*** Records for the task ***
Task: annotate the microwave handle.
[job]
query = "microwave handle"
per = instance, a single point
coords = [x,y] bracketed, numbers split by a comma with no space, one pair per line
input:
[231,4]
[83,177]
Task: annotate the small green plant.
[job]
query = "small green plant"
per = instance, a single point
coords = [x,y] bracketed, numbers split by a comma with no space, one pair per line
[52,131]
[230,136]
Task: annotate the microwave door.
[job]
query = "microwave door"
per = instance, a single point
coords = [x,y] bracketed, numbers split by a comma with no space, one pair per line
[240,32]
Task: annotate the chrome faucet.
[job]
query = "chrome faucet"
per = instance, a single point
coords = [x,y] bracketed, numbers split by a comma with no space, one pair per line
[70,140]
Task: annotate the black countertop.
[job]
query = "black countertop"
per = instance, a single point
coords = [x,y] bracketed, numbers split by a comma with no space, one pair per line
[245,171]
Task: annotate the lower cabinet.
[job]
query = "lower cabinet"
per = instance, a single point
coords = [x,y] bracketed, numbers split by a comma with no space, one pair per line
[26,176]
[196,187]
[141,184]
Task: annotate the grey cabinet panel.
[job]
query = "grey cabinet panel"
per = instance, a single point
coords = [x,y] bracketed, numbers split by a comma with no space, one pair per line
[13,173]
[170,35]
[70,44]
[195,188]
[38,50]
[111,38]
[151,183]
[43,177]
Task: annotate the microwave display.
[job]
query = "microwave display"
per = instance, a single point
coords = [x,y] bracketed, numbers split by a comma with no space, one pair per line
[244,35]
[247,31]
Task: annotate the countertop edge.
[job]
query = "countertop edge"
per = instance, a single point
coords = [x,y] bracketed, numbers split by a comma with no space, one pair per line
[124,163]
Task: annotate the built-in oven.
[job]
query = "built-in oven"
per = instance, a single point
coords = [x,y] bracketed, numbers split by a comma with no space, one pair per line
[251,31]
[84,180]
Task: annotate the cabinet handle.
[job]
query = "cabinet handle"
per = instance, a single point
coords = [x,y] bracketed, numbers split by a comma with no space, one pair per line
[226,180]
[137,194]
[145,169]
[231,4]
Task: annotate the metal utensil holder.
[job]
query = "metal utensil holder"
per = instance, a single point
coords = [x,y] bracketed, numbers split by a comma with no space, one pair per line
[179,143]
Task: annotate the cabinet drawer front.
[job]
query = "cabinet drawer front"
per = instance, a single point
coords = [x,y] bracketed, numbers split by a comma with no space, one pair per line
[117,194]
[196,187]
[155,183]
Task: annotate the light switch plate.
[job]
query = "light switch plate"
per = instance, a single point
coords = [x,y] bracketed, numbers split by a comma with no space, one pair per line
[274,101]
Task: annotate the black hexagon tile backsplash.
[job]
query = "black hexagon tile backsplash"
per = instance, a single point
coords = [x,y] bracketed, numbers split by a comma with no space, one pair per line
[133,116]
*** End of Records for the task ***
Copy each line of the listing that includes "utensil".

● **Output for this exercise**:
Task: annotate the metal utensil holder.
query = "metal utensil holder"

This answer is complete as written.